-- Exercise passage follows --
¹³Even the kaiseki was included to give the guests something to do while waiting for the kama to boil (Jōō preferred to start his chakai with a cold kama, arrange the fire, and then host and guests would wait patiently while the water came to a boil).
*Like his koboshi, Jōō’s kama tended to be very large (the idea being to assure the guests that the host would not run out of hot water no matter how much tea they drank, a sign of his hospitality) — his ro-gama held in excess of 15 mizuya-bishaku of water (compared with around 9 mizuya-bishaku for modern, Rikyū-style ro-gama, 5 or 6 mizuya-bishaku of water for the average furo-gama, and 3 for Rikyū’s small unryū-gama).
Jōō’s ro-gama took an hour and a half to come to a boil, thus he often included both the appreciation of incense and the service of food during the sho-za of his gatherings.
-- Exercise passage concluded --
-- Material supplied follows --
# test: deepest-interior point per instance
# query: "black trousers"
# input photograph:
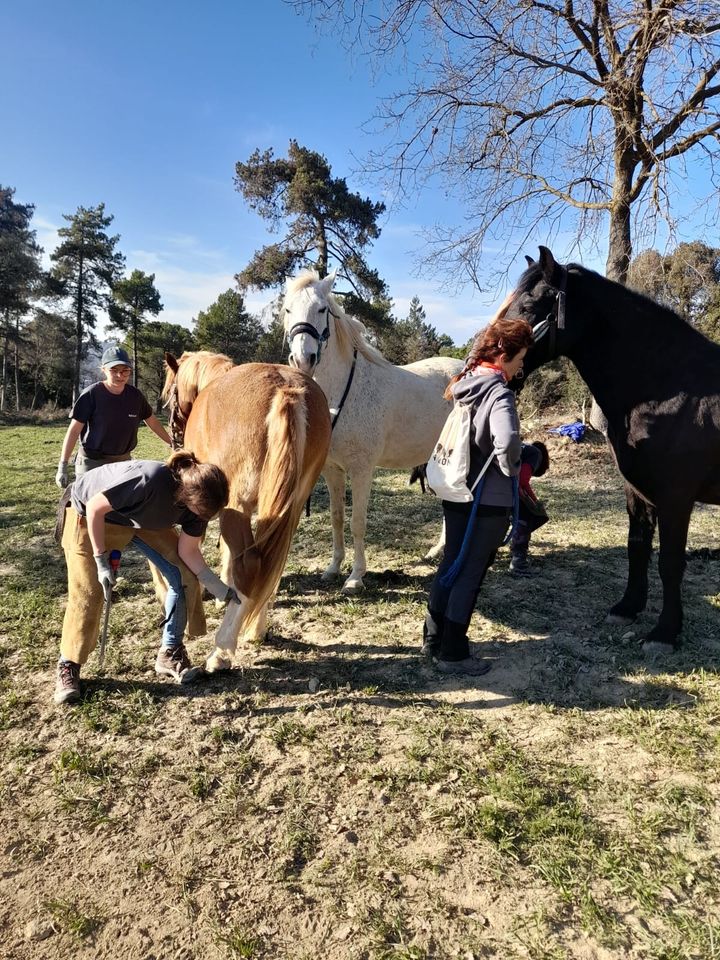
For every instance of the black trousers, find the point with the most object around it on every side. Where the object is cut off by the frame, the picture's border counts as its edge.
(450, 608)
-- Material supplied concluded --
-- Material supplied follows --
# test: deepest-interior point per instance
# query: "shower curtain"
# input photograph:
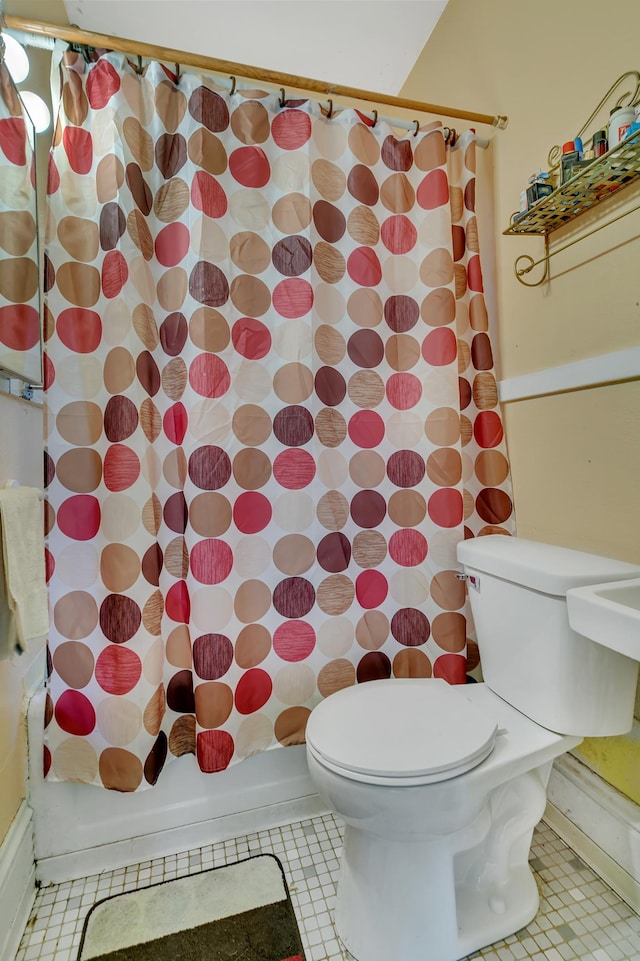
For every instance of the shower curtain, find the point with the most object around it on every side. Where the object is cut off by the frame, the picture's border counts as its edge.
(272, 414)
-- Material supplied concluded --
__Exercise aim__. Pick up the passage on Jōō's tea gatherings and his large kama right after its last sentence, and keep writing.

__Written response__.
¹⁴In chanoyu, you should always do something because it is somehow “right” for the occasion. Even back in the days when most people only had a single set of tea utensils, they assembled their set carefully, so that the utensils would be appropriate when used together. In the modern day it is usually considered better to use different utensils throughout the year, and so in addition to considering how the utensils combine with each other, the host must also be sensitive to how appropriate the utensils he uses are to the season of the year and the temperature on the day of the gathering.
¹⁵This also differs from modern practice. Originally koicha was the important thing, and so the utensils used for usucha were of the same type. Now, the merchants, in cahoots with the tea schools, have made a big business out of bowls appropriate for usucha, as opposed to koicha, so now they are considered to be completely different things. Nevertheless, a koicha-chawan should be suitable to use when serving either kind of tea.